**TO DO:**
Those lines of the data that hold the word "white" are to be copied out.

**MATERIAL TO PROCESS:**

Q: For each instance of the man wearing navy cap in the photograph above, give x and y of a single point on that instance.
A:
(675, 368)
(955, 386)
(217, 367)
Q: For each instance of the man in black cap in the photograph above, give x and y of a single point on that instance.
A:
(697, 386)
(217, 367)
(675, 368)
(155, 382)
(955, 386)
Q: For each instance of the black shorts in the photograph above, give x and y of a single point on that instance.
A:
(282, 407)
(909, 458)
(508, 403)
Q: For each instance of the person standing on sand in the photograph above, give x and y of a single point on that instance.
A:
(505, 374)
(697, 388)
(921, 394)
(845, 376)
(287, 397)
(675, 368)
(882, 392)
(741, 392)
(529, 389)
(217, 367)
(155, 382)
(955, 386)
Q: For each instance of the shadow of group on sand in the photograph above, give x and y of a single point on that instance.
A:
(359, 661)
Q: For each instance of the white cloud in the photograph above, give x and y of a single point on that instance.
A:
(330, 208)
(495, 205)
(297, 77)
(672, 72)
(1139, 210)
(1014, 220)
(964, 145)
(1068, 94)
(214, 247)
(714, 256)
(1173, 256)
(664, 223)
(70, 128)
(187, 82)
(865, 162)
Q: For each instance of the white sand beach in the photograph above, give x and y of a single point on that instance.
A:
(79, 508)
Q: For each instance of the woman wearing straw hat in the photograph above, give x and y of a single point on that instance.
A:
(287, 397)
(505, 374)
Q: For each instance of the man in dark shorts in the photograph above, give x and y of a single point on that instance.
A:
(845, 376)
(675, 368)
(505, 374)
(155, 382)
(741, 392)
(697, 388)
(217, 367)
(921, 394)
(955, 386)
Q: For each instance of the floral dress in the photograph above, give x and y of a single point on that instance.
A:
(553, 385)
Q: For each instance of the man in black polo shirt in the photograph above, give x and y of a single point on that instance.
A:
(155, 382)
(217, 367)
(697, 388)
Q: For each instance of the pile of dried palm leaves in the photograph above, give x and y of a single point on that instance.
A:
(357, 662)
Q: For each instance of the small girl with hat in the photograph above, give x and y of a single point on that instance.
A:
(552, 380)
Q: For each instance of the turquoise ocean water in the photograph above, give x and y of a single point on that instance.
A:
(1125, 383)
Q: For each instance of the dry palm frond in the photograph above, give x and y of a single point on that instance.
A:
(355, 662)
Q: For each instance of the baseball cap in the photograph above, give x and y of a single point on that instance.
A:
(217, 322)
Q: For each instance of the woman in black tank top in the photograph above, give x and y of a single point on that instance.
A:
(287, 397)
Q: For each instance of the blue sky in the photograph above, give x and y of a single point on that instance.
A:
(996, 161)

**EXPECTED ANSWER:**
Q: For each instance of the white cloud in the photograph above, give x and y of a single point on that instance.
Q: For each instance of the white sand beach in the photograph above, give x and y of a single point on that instance.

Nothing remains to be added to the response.